_INSTRUCTIONS TO FOLLOW:_
Copy the following lines unchanged, from the line holding "Would you be able to tag the woman's lips" through the line holding "(1132, 510)", inclusive.

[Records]

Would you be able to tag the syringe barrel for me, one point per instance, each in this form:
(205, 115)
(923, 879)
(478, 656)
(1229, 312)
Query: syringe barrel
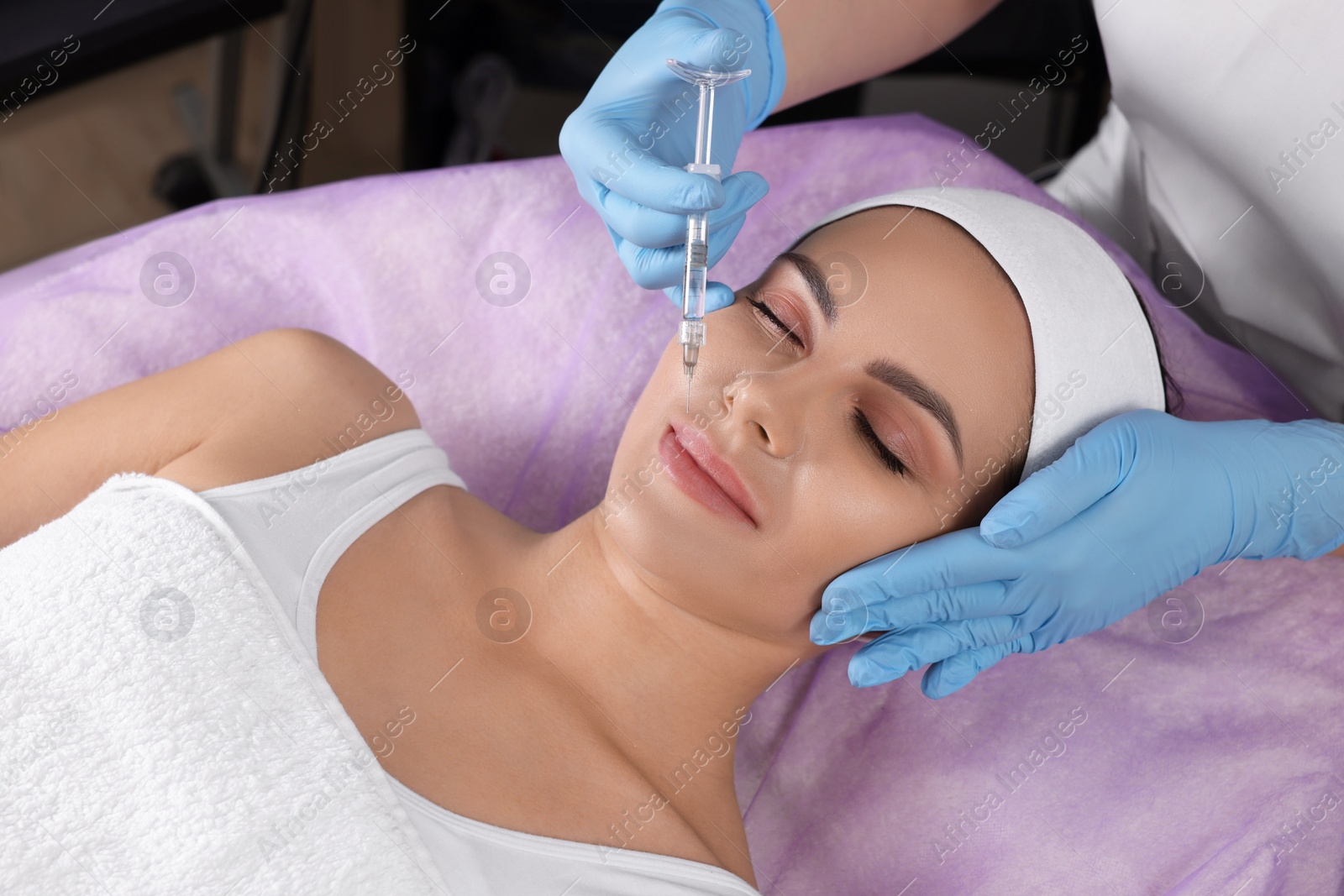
(696, 254)
(696, 268)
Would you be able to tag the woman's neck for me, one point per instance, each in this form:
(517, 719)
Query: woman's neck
(671, 689)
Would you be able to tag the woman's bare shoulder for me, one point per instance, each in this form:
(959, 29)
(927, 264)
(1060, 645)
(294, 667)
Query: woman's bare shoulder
(308, 396)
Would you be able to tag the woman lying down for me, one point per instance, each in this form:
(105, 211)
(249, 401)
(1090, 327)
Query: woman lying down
(591, 681)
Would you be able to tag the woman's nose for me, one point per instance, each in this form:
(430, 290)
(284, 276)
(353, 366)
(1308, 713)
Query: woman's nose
(772, 406)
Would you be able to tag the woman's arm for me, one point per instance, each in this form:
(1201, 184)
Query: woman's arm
(255, 407)
(830, 45)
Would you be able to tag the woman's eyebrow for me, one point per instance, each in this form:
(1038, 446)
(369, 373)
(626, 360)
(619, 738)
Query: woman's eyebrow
(885, 371)
(902, 380)
(816, 284)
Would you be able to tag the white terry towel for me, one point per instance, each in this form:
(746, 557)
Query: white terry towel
(165, 731)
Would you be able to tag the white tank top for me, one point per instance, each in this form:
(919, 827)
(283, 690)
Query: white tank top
(296, 526)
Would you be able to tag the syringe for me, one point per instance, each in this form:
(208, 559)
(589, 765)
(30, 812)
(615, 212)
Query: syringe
(691, 335)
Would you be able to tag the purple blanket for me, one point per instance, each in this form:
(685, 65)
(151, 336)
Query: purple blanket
(1195, 747)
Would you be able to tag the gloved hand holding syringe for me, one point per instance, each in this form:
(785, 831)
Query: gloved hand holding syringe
(694, 284)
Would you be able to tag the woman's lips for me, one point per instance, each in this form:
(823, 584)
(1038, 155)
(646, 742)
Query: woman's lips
(696, 481)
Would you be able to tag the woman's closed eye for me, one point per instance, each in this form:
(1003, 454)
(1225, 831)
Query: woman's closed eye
(773, 322)
(860, 422)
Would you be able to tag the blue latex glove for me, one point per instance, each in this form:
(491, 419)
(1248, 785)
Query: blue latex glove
(629, 139)
(1132, 510)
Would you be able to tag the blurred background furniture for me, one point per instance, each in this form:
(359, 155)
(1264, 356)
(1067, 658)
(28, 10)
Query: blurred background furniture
(165, 103)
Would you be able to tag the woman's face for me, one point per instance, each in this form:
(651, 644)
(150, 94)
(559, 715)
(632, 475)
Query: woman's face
(891, 422)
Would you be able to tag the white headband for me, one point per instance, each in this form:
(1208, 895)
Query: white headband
(1095, 352)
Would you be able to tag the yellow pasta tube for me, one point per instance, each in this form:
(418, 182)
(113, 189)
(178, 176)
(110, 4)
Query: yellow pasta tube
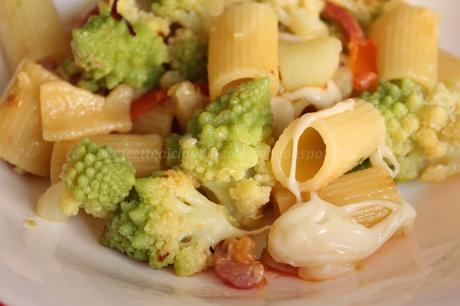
(143, 151)
(31, 28)
(158, 120)
(449, 70)
(408, 44)
(21, 141)
(365, 185)
(319, 147)
(69, 112)
(311, 63)
(243, 45)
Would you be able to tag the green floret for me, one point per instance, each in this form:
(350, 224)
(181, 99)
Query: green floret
(109, 54)
(188, 13)
(416, 122)
(227, 148)
(97, 179)
(188, 55)
(170, 223)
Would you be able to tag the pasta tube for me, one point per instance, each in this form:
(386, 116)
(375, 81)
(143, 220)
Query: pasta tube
(158, 120)
(243, 45)
(187, 100)
(449, 70)
(31, 29)
(408, 44)
(143, 151)
(319, 147)
(69, 112)
(21, 141)
(311, 63)
(369, 184)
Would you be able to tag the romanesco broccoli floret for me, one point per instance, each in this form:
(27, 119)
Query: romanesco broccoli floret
(227, 148)
(108, 53)
(170, 223)
(416, 121)
(97, 179)
(367, 11)
(188, 55)
(188, 13)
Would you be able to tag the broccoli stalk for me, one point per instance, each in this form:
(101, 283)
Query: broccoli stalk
(96, 178)
(169, 223)
(227, 148)
(109, 54)
(417, 123)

_SOLUTION FOR THIS PROBLEM:_
Would you be able to tag the woman's lips for me, one point per instance, each in this form:
(823, 584)
(1038, 155)
(646, 742)
Query: woman's lips
(696, 481)
Would you be able to tag the woman's closed eye for me, one point per instance, each in this form:
(1003, 454)
(1225, 831)
Query: woman's closed eye
(773, 322)
(860, 422)
Would you be able to tag the blue latex glove for me, one point per instance, each in this form:
(491, 419)
(1248, 785)
Query: blue latex glove
(629, 139)
(1132, 510)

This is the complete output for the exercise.